EXCERPT PROVIDED:

________________

Joseph Burney Trapp CBE FBA FSA (16 July 1925 – 14 July 2005) was the director of the Warburg Institute and Professor of the History of the Classical Tradition at London University from 1976 to 1990.

Life
Trapp was born in Carterton, New Zealand, on 16 July 1925, and was educated at Dannevirke School. He graduated MA from Victoria University College in Wellington, New Zealand in 1947, and began his career as an academic at that institution in 1950, after a spell working at the Alexander Turnbull Library from 1946 to 1950.

In 1951 he emigrated to the United Kingdom, where he worked first at Reading University and from 1953 at the Warburg Institute, London University. At the Warburg he was assistant librarian (1953-1966) and librarian (1966-1976), before succeeding Ernst Gombrich as director (1976-1990).

Trapp married Elayne Falla, a fellow Victoria University alumni, in 1953 in England. He died in London on 14 July 2005, survived by Elayne, their two sons and five grandchildren.

Works
Trapp's first publication was a history of rugby in Victoria.

His most enduring work is his critical edition of The Apology of Sir Thomas More, published in 1979 as part of the Yale Edition of the Complete Works of St. Thomas More. He also published a volume of Essays in the Renaissance and Classical Tradition (1990) and Studies of Petrarch and His Influence (2003). With Lotte Hellinga he was co-editor of The Cambridge History of the Book in Britain, 1400-1557 (1999).

His work on John Colet and other English humanists, and his study of Petrarch, were published in the Journal of the Warburg and Courtauld Institutes over many years.

________________

Segmentation labeling entries:
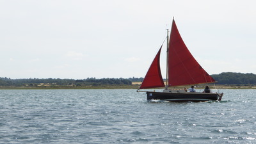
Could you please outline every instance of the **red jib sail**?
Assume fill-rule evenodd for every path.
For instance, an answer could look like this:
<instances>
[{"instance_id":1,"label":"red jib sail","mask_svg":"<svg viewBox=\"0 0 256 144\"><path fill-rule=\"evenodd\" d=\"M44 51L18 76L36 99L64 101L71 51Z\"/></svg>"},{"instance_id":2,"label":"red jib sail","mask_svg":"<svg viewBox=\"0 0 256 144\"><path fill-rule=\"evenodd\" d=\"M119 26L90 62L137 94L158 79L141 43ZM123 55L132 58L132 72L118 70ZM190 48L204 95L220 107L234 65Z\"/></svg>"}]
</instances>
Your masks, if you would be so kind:
<instances>
[{"instance_id":1,"label":"red jib sail","mask_svg":"<svg viewBox=\"0 0 256 144\"><path fill-rule=\"evenodd\" d=\"M160 53L162 46L154 59L146 76L145 77L140 89L164 87L164 84L162 78L160 69Z\"/></svg>"},{"instance_id":2,"label":"red jib sail","mask_svg":"<svg viewBox=\"0 0 256 144\"><path fill-rule=\"evenodd\" d=\"M215 82L188 49L174 19L172 22L168 55L169 86Z\"/></svg>"}]
</instances>

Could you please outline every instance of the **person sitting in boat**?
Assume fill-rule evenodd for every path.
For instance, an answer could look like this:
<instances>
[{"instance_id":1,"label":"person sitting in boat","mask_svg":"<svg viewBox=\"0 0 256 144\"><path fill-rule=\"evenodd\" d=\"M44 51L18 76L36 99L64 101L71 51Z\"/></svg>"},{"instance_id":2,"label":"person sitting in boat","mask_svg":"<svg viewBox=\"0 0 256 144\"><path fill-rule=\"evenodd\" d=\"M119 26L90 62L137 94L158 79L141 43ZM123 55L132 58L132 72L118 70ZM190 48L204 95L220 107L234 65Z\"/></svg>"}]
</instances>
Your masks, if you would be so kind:
<instances>
[{"instance_id":1,"label":"person sitting in boat","mask_svg":"<svg viewBox=\"0 0 256 144\"><path fill-rule=\"evenodd\" d=\"M196 92L196 90L194 88L194 86L191 86L191 88L189 88L189 92Z\"/></svg>"},{"instance_id":2,"label":"person sitting in boat","mask_svg":"<svg viewBox=\"0 0 256 144\"><path fill-rule=\"evenodd\" d=\"M205 86L205 88L203 93L211 93L211 89L209 88L208 85Z\"/></svg>"}]
</instances>

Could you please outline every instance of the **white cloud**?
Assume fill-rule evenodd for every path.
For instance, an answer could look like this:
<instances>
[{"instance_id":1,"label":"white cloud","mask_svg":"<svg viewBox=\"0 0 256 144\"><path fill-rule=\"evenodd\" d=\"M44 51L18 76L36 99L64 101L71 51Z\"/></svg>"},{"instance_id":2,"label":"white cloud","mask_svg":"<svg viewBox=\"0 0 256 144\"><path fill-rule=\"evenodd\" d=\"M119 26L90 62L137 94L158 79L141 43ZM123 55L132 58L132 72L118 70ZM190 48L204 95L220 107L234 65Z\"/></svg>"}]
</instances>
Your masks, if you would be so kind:
<instances>
[{"instance_id":1,"label":"white cloud","mask_svg":"<svg viewBox=\"0 0 256 144\"><path fill-rule=\"evenodd\" d=\"M126 58L125 60L128 62L136 62L136 61L139 61L140 60L140 58L132 57L132 58Z\"/></svg>"},{"instance_id":2,"label":"white cloud","mask_svg":"<svg viewBox=\"0 0 256 144\"><path fill-rule=\"evenodd\" d=\"M84 57L85 55L81 52L69 51L66 53L65 56L75 60L82 60L82 58Z\"/></svg>"}]
</instances>

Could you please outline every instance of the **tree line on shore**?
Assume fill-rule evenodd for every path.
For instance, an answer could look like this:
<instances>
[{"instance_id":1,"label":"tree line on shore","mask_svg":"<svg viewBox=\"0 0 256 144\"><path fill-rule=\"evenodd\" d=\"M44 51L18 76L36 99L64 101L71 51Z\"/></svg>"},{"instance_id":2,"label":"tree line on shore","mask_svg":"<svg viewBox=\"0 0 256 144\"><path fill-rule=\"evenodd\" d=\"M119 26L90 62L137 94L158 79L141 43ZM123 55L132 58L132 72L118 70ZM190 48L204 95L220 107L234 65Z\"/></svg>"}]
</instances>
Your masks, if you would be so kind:
<instances>
[{"instance_id":1,"label":"tree line on shore","mask_svg":"<svg viewBox=\"0 0 256 144\"><path fill-rule=\"evenodd\" d=\"M84 79L29 78L12 79L7 77L0 77L0 86L82 86L88 85L99 86L104 84L131 85L132 84L132 81L128 79L124 78L96 79L95 77L92 77Z\"/></svg>"},{"instance_id":2,"label":"tree line on shore","mask_svg":"<svg viewBox=\"0 0 256 144\"><path fill-rule=\"evenodd\" d=\"M211 76L220 84L241 84L241 85L255 85L256 75L253 74L242 74L236 72L223 72L220 74L213 74ZM116 85L131 85L132 82L142 82L143 77L130 78L102 78L95 77L84 79L10 79L7 77L0 77L1 86L43 86L46 85L53 86L100 86L106 84Z\"/></svg>"}]
</instances>

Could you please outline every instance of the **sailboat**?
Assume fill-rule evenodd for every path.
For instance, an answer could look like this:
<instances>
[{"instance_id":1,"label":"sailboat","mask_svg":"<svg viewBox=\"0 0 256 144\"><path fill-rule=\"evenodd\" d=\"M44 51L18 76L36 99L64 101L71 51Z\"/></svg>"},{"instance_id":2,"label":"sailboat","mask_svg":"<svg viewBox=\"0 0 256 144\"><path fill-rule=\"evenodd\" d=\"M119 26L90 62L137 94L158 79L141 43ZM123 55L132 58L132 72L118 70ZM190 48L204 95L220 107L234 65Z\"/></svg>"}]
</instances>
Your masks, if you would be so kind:
<instances>
[{"instance_id":1,"label":"sailboat","mask_svg":"<svg viewBox=\"0 0 256 144\"><path fill-rule=\"evenodd\" d=\"M171 102L203 102L221 100L223 93L210 92L191 92L185 90L169 89L169 88L195 85L216 82L200 65L185 45L178 31L174 18L169 40L167 29L166 79L164 83L160 68L161 46L154 59L140 88L137 92L146 92L147 99ZM163 92L141 91L141 89L165 87Z\"/></svg>"}]
</instances>

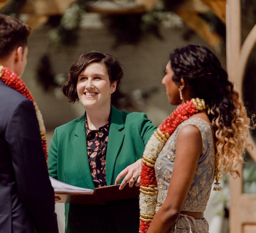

________________

DIRECTIVES:
[1] Rewrite the biography of Trapp between "In 1951 he emigrated" and "and five grandchildren.", inclusive, replacing "emigrated" with "moved".
[2] In the Works section of the Trapp biography, list every work that is given a publication year, along with that year.

RESULTS OF THE EXERCISE:
[1]
In 1951 he moved to the United Kingdom, where he worked first at Reading University and from 1953 at the Warburg Institute, London University. At the Warburg he was assistant librarian (1953-1966) and librarian (1966-1976), before succeeding Ernst Gombrich as director (1976-1990).

Trapp married Elayne Falla, a fellow Victoria University alumni, in 1953 in England. He died in London on 14 July 2005, survived by Elayne, their two sons and five grandchildren.

[2]
- The Apology of Sir Thomas More (1979)
- Essays in the Renaissance and Classical Tradition (1990)
- Studies of Petrarch and His Influence (2003)
- The Cambridge History of the Book in Britain, 1400-1557 (1999)